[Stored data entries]

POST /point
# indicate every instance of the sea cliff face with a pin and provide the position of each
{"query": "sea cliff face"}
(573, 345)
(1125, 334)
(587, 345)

**Prompt:**
Reproduce every line of the items above without changing anything.

**Task result:**
POST /point
# indicate every instance of the sea cliff face with a pin and provide the position of each
{"query": "sea cliff face"}
(573, 345)
(1125, 334)
(587, 345)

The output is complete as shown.